**SET OF TASKS**
(1) In the office photograph commentary, what was the elegantly dressed older gent wearing?
(2) Carry the office photograph commentary forward from its final sentence.

**DOCUMENT EXTRACT**
^^^^
However, the woman in the foreground is wearing them.
I always identified them as a form of wear exclusively reserved for men.
The last time I saw them worn was back in the early 1960's.
I was passing by an old investment house in the financial district of a large city.
A chauffeured Rolls-Royce came around the corner and picked up an elegantly dressed older gent.
I noticed that he was wearing spats; what a grand old guy!
Yes, it is an office.
Yes, there are typewriters.
Yes, the people in the office are women.
But I am not convinced that this is where they sit when they do their work each day. This appears to be some kind of meeting or gathering taking place.
Notice that the women to the right have no desks and there is really only one typewriter per table. (One typewriter has been moved to sit at the front table, with another already there, so the women with the inkwells and pens have a place to write).
What this company did, might suggest what kind of meeting this was. But it seems clear to me that this is not how this room looked when these women were doing their daily tasks.
[This might be the District Building on Pennsylvania Avenue. Room 509 is where bids submitted for various municipal contracts were unsealed. Anyone there on the fifth floor today, send us a pic! - Dave]
If it were real, you would all have your own desk.
^^^^
**Point labeling dataset excerpts**
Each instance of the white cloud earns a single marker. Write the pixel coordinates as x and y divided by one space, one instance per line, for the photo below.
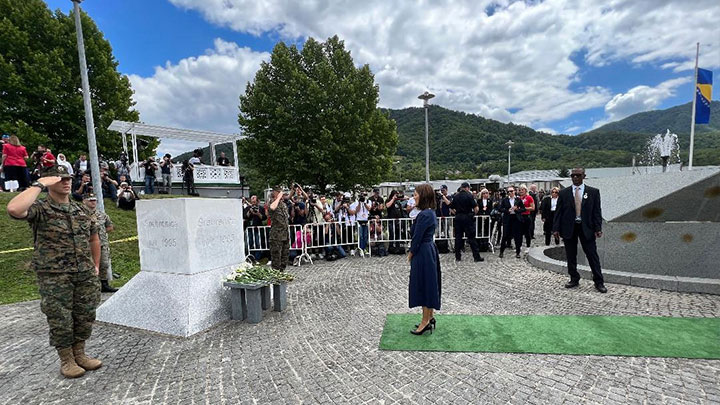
198 92
514 65
639 99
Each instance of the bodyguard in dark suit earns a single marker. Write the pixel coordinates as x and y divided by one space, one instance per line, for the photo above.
511 208
578 216
465 208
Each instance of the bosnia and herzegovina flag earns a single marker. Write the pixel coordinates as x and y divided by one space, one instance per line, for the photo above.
703 93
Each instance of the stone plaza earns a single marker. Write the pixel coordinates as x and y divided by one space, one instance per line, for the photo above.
324 347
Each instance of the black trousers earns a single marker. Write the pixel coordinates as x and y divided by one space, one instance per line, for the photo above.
512 232
590 248
465 226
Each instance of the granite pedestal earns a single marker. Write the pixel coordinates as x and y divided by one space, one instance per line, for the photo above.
187 247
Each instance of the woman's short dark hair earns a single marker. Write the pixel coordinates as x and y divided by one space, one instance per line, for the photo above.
426 197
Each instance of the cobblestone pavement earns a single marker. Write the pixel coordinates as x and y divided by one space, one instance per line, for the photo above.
324 347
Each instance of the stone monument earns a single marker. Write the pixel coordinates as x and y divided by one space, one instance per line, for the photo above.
187 246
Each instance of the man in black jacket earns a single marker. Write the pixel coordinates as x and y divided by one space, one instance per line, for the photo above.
465 208
578 215
511 208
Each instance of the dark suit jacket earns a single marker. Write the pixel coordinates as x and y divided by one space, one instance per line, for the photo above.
591 213
545 208
505 209
487 210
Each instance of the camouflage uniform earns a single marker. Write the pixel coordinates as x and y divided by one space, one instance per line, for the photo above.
279 243
69 288
103 221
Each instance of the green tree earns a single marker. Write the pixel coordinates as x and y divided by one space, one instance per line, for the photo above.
311 116
40 80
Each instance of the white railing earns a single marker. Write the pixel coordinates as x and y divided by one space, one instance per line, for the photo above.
203 174
321 236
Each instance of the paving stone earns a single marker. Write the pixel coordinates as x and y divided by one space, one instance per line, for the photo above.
323 348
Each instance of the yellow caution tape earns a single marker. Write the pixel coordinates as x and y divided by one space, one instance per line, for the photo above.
27 249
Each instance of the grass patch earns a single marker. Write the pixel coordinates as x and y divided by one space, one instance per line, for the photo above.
18 281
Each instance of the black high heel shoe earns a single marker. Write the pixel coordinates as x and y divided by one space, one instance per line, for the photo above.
432 321
428 327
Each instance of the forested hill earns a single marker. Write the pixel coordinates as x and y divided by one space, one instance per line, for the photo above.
676 119
466 146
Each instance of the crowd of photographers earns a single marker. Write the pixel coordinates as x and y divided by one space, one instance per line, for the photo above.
350 226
^^^^
**ANSWER LIST**
(1) Spats.

(2)
It looks like some sort of pre-employment exam, testing the candidates for reading speed, comprehension and speling.
The lady in a chair in the foreground and the other in back with the whip in her left hand pretty much precludes an every-day-is-like-this situation.
There is not much desk space for them -- they make the modern cubicle look like a spacious office in comparison. Note the additional bunch stuffed into the next room as well.
It must be stifling to have that many people working in the same room on hot summer days in Washington DC, before the days of air conditioning. No ceiling fan for these ladies, either.
And based on the relative lack of clutter, I expect that they remove all their belongings at the end of the day, rather than keep papers around till next time.
They are all trying to figure out how these things work. "Now where's the ON switch?"